> [AUSZUG]
/---
Vector W8: Kampfjet für die Strasse
“Der kommt auf mein nächstes Album-Cover”, soll Diana Ross gesagt haben, als sie zum ersten Mal einen Vector W8 sah. Dieser W8 der Autobau Erlebniswelt in Romanshorn hat eine ganz persönliche Geschichte.
Lamborghini Countach, Ferrari F40, Porsche 959: Alle Supersportwagen kamen in den 1980er Jahren aus Europa. Das wollte der Amerikaner Gerald Wiegert ändern und einen “Starfighter for Highways” bauen – made in USA. Schon Ende der 1970er-Jahre begann Wiegert mit der Entwicklung eines Supersportwagens, der nicht nur schneller, sondern auch technologisch überlegen sein sollte. Das Geld für einen Prototyp trieb er an der Börse auf.
Das Gerücht, dass ein Amerikaner mit sehr viel Geld den Lambos, Ferraris und Porsches an den Karren fahren will, sorgte für Aufregung in Sant‘Agata, Modena und Zuffenhausen. Und das sollte es auch, obschon die Zündschnur lange brannte. Erst 1989 war der erste fahrbereite Prototyp des Vector W8 fertig.
\---
> [KURZE AUFGABE 1]
Schreib den Text über den Vector W8 vollständig und wortgetreu ab.
Der Text und die Datensätze stammen aus unterschiedlichen Quellen.

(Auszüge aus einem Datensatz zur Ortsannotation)
/---
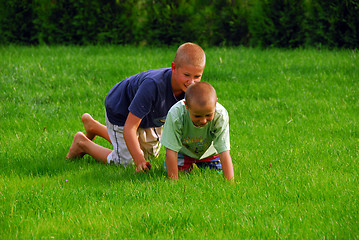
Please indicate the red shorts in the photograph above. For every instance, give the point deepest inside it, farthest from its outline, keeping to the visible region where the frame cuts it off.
(185, 163)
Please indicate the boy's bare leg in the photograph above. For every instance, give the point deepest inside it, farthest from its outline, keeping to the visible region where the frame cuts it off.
(81, 145)
(94, 128)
\---
> [KURZE AUFGABE 2]
Gib bitte alle Zeilen der Datensätze samt den Aufforderungen noch einmal aus und verschiebe dabei jede Zahl in den Koordinaten der Antworten um 28, indem du 28 dazuzählst. Die Bilder lässt du in deiner Antwort weg.

> [SCHRIFTLICHE ANTWORT 1]
Vector W8: Kampfjet für die Strasse
“Der kommt auf mein nächstes Album-Cover”, soll Diana Ross gesagt haben, als sie zum ersten Mal einen Vector W8 sah. Dieser W8 der Autobau Erlebniswelt in Romanshorn hat eine ganz persönliche Geschichte.
Lamborghini Countach, Ferrari F40, Porsche 959: Alle Supersportwagen kamen in den 1980er Jahren aus Europa. Das wollte der Amerikaner Gerald Wiegert ändern und einen “Starfighter for Highways” bauen – made in USA. Schon Ende der 1970er-Jahre begann Wiegert mit der Entwicklung eines Supersportwagens, der nicht nur schneller, sondern auch technologisch überlegen sein sollte. Das Geld für einen Prototyp trieb er an der Börse auf.
Das Gerücht, dass ein Amerikaner mit sehr viel Geld den Lambos, Ferraris und Porsches an den Karren fahren will, sorgte für Aufregung in Sant‘Agata, Modena und Zuffenhausen. Und das sollte es auch, obschon die Zündschnur lange brannte. Erst 1989 war der erste fahrbereite Prototyp des Vector W8 fertig.

> [SCHRIFTLICHE ANTWORT 2]
Please indicate the red shorts in the photograph above. For every instance, give the point deepest inside it, farthest from its outline, keeping to the visible region where the frame cuts it off.
(213, 191)
Please indicate the boy's bare leg in the photograph above. For every instance, give the point deepest inside it, farthest from its outline, keeping to the visible region where the frame cuts it off.
(109, 173)
(122, 156)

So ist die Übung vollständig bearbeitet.